What you need to do - In the text on Monte-Carlo integration, replace "evaluation points" with "sample points" and write out the part that opens with the words containing "Section 18.3 High-dimensional" and closes with "is often used.".

Quoted passage -
========

High-dimensional integration: Monte-Carlo method

Section 18.3 High-dimensional integration: Monte-Carlo method

Integration over a \(d\)-dimensional region with large \(d\) presents new challenges. One is setting up all the boundaries for multiple variables. Another is the number of evaluation points. If we use \(n\) evaluation points for each of \(d\) variables, the total number of evaluations is \(n^d\) which grows exponentially with dimension. It becomes crucial to not have large \(n\text{,}\) which is why Gaussian integration is often used.

There is an alternative: the Monte-Carlo integration method consists of picking evaluation points at random, from the uniform distribution over the region \(D\text{.}\) Averaging the computed values of \(f\text{,}\) we obtain an approximation to the average of \(f\) over \(D\text{.}\) To find the integral, multiply the average by the volume of \(D\text{.}\)

In terms of probability theory, the random choice of \(x\) makes \(f(x)\) a random variable. This random variable has mean value \(\mu\) equal to the average of \(f\) over \(D\text{.}\) Its variance \(\sigma^2\) is the average of \((f-\mu)^2\) over \(D\text{.}\) The Central Limit Theorem tells us that the mean of \(N\) independent samples is approximately normally distributed with mean \(\mu\) and variance \(\sigma^2 / N\text{.}\) In particular, with probability about \(99.7\%\) the sample mean is within three standard deviations of the mean, which means the error of Monte-Carlo method is very likely to be bounded by \(3\sigma /\sqrt{N}\text{.}\) On one hand, this tends to zero quite slowly. On another hand, the rate at which it tends to zero is independent of dimension \(d\text{.}\)

========

Record extracts -
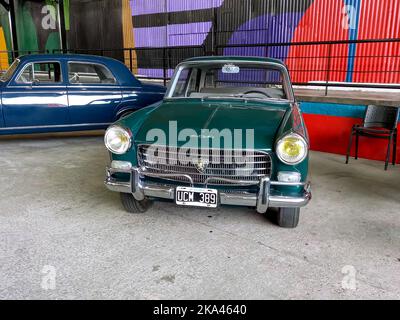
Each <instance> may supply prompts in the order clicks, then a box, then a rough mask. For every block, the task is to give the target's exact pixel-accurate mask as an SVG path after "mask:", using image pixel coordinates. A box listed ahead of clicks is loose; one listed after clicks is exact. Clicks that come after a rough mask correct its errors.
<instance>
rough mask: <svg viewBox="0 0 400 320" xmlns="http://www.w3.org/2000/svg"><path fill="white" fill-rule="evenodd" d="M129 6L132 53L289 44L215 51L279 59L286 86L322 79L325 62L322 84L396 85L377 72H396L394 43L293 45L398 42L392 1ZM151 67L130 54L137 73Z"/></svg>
mask: <svg viewBox="0 0 400 320" xmlns="http://www.w3.org/2000/svg"><path fill="white" fill-rule="evenodd" d="M131 8H132V19H133V26H134V34H135V45H136V46H137V47H165V46H168V47H176V46H182V45H185V46H187V45H192V46H196V45H204V46H205V47H206V49H207V50H208V51H209V52H211V50H212V48H213V47H215V45H221V46H224V45H229V44H265V43H270V44H271V43H293V45H289V46H278V45H277V46H270V47H268V48H266V47H253V48H226V49H225V50H223V52H218V53H224V54H239V55H258V56H268V57H274V58H279V59H282V60H284V61H285V62H286V63H287V65H288V66H289V69H291V71H292V77H293V81H294V82H301V83H303V82H310V81H326V80H327V74H326V69H327V66H328V64H330V66H331V69H332V70H333V71H332V72H331V73H330V74H329V75H328V77H329V79H328V80H329V81H340V82H343V81H347V82H374V83H376V82H378V83H387V82H397V83H400V73H389V72H385V71H388V70H390V68H392V70H393V69H397V70H398V69H399V67H400V44H399V43H392V44H358V45H356V44H343V45H332V46H330V45H317V44H316V45H295V43H299V42H313V41H318V42H319V41H335V40H357V39H384V38H399V37H400V23H399V21H400V1H399V0H329V1H328V0H314V1H312V0H297V1H288V0H247V1H244V0H198V1H187V0H131ZM396 22H397V23H396ZM374 52H375V53H377V54H378V52H379V54H378V56H374V57H369V58H366V57H365V55H370V53H374ZM188 54H189V53H188ZM328 55H330V56H331V59H328V58H327V57H328ZM372 55H373V54H372ZM357 56H363V57H361V58H359V57H357ZM381 56H385V57H387V58H386V59H383V60H382V57H381ZM310 57H312V59H310ZM152 61H153V63H151V64H150V65H148V62H149V60H148V59H146V57H145V53H144V52H143V53H142V54H138V67H139V71H140V72H141V73H143V74H145V75H148V76H160V75H161V74H160V72H161V71H160V68H161V67H162V66H161V64H162V61H157V60H155V61H154V60H152ZM382 65H384V67H383V69H384V70H382V71H383V72H381V73H380V74H379V75H377V74H376V72H373V71H374V70H376V69H377V68H376V67H377V66H382ZM150 66H151V68H150ZM385 66H387V68H386V67H385Z"/></svg>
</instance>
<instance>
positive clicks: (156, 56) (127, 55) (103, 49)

========

Reply to the task -
Section 18.3 High-dimensional integration: Monte-Carlo method

Integration over a \(d\)-dimensional region with large \(d\) presents new challenges. One is setting up all the boundaries for multiple variables. Another is the number of sample points. If we use \(n\) sample points for each of \(d\) variables, the total number of evaluations is \(n^d\) which grows exponentially with dimension. It becomes crucial to not have large \(n\text{,}\) which is why Gaussian integration is often used.